■ Material for the task ■
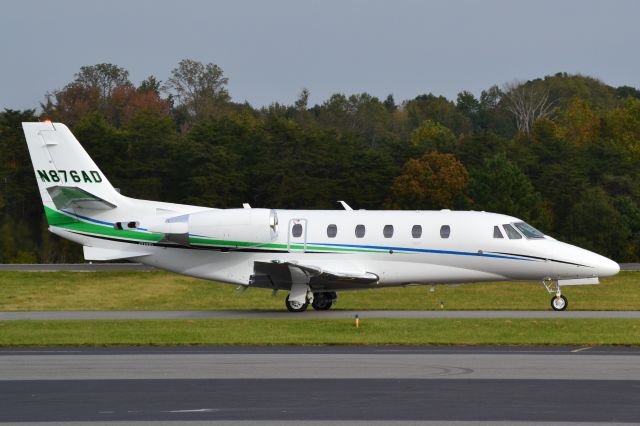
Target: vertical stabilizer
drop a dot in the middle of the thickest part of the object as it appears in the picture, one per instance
(67, 177)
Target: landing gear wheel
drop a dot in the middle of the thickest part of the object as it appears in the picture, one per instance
(559, 303)
(296, 306)
(322, 301)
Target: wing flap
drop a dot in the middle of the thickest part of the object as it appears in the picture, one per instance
(100, 253)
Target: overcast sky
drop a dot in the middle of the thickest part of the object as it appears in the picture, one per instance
(270, 50)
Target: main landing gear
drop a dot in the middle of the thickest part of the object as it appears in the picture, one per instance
(319, 302)
(558, 301)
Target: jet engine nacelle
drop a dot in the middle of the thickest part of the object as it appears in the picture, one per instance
(226, 226)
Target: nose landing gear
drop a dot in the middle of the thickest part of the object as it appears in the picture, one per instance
(558, 301)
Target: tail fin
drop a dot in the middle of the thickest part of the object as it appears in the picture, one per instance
(67, 177)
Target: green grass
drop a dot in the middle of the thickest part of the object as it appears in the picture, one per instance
(322, 332)
(133, 290)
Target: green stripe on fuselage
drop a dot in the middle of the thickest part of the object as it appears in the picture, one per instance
(71, 223)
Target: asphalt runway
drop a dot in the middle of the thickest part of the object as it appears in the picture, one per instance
(327, 384)
(310, 314)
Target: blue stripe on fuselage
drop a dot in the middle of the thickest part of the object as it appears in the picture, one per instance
(417, 250)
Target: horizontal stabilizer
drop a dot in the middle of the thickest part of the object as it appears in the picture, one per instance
(99, 253)
(66, 197)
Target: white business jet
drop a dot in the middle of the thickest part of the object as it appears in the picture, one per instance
(313, 254)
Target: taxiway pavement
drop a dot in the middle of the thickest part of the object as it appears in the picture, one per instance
(334, 384)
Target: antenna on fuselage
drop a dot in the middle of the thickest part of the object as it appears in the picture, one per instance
(345, 205)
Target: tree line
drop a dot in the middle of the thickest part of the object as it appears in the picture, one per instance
(561, 152)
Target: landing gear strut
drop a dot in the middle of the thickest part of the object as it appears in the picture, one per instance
(323, 301)
(296, 306)
(558, 301)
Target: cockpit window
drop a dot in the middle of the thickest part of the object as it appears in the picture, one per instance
(528, 230)
(511, 233)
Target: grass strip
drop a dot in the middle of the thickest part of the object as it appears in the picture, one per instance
(439, 331)
(141, 290)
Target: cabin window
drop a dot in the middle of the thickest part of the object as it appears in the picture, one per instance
(296, 231)
(511, 233)
(529, 231)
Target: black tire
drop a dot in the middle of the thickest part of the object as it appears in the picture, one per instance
(322, 301)
(292, 308)
(559, 304)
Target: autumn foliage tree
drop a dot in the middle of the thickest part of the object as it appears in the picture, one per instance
(434, 181)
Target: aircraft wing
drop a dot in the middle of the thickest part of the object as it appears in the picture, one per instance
(278, 275)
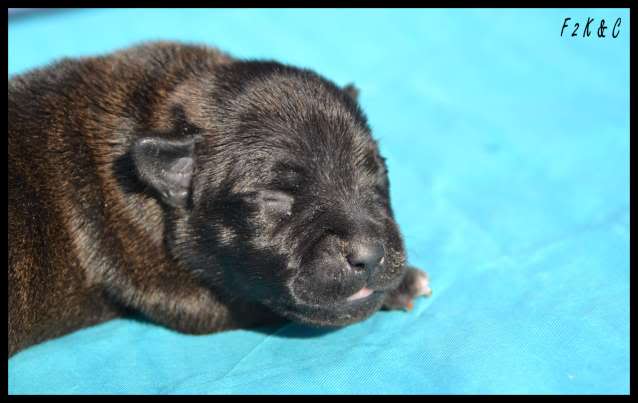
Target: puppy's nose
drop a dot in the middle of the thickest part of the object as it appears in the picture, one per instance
(365, 255)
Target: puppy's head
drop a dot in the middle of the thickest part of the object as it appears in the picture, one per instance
(278, 194)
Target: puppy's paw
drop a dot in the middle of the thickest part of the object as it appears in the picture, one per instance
(414, 284)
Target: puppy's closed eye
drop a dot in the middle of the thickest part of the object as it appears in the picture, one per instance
(276, 202)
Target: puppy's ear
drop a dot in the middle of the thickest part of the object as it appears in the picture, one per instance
(352, 91)
(166, 166)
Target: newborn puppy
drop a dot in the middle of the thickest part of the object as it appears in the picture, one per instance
(202, 192)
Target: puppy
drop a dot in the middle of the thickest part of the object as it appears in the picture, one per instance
(202, 192)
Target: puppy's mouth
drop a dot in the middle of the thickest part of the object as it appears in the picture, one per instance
(363, 293)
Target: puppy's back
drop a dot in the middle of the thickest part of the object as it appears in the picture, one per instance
(67, 124)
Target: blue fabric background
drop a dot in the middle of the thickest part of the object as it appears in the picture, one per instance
(508, 151)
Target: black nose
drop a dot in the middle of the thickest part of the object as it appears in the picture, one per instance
(365, 255)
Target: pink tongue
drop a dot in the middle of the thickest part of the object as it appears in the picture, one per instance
(362, 293)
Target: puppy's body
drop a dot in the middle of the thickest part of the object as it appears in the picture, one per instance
(137, 183)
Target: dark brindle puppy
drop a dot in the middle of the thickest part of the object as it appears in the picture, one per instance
(203, 192)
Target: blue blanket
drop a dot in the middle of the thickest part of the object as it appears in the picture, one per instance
(508, 152)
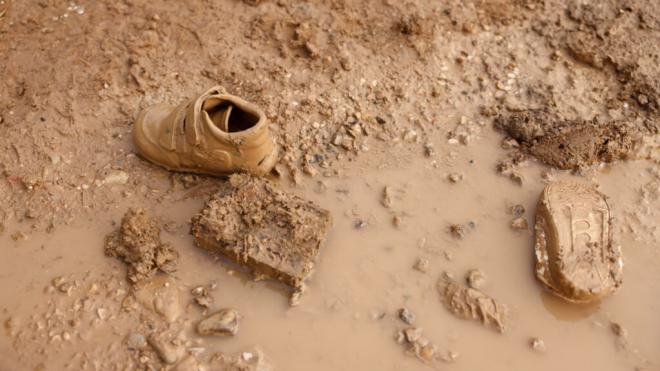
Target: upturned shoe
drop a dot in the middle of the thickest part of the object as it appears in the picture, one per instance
(213, 133)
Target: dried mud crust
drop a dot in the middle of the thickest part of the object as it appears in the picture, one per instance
(576, 257)
(137, 242)
(472, 304)
(275, 234)
(626, 35)
(573, 144)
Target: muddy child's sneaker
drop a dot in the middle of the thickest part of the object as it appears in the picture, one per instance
(576, 258)
(213, 133)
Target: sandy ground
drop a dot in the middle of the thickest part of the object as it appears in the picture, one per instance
(361, 95)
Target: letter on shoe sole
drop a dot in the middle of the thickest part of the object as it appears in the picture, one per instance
(576, 258)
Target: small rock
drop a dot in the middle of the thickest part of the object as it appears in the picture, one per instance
(410, 136)
(136, 341)
(457, 230)
(422, 265)
(222, 323)
(517, 210)
(412, 334)
(55, 159)
(519, 223)
(102, 313)
(115, 177)
(537, 344)
(455, 177)
(201, 296)
(449, 356)
(169, 348)
(162, 295)
(517, 178)
(360, 224)
(19, 236)
(397, 221)
(190, 363)
(387, 197)
(406, 316)
(475, 279)
(429, 150)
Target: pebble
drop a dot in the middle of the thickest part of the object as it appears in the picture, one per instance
(169, 349)
(538, 345)
(222, 323)
(115, 177)
(519, 223)
(135, 341)
(455, 177)
(422, 265)
(406, 316)
(475, 279)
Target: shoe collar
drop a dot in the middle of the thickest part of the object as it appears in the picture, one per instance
(198, 122)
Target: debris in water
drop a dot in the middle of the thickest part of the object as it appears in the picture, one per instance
(222, 323)
(137, 242)
(468, 303)
(253, 223)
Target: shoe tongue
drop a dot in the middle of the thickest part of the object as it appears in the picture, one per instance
(219, 116)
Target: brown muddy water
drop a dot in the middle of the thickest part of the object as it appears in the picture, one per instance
(348, 318)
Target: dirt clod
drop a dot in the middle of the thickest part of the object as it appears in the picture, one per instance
(137, 242)
(475, 279)
(406, 316)
(537, 344)
(468, 303)
(222, 323)
(275, 234)
(571, 143)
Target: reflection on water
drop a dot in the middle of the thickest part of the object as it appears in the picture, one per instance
(567, 311)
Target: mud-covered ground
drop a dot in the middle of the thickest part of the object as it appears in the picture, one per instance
(523, 91)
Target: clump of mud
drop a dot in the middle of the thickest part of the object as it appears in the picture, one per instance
(576, 257)
(137, 242)
(253, 223)
(571, 144)
(472, 304)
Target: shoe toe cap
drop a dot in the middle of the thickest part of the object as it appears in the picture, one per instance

■ What you have to do ■
Using the entries above, reproduce word for word only the lines from the one that contains "Target: puppy's back" to the one that contains "Target: dried mud crust", both ends included, and drop every picture.

■ Your response ■
Target: puppy's back
drop a dot in the middle of the thickest part of the object as it appears in the picture, one per instance
(67, 124)
Target: blue fabric background
drop a dot in the middle of the thickest part of the object as it appears in the picture, one per instance
(508, 151)
Target: black nose
drop a dot in the middle of the thickest part of the object as it appears in the picture, one per instance
(365, 255)
Target: pink tongue
drop a dot in the middle of the thickest part of the object as it appears in the picture, one per instance
(362, 293)
Target: puppy's body
drop a dot in the middle of the thickest part of the object as it appears in the picture, one per instance
(137, 183)
Target: dark brindle puppy
drop a dot in the middle of the thickest part of the object as it appears in the picture, one per instance
(203, 192)
Target: blue blanket
drop a dot in the middle of the thickest part of the object as it appears in the picture, one per instance
(508, 152)
Target: upturned shoe
drop a dot in the middle of the thickest part of the object as it appears in the picture, one per instance
(213, 133)
Target: dried mud crust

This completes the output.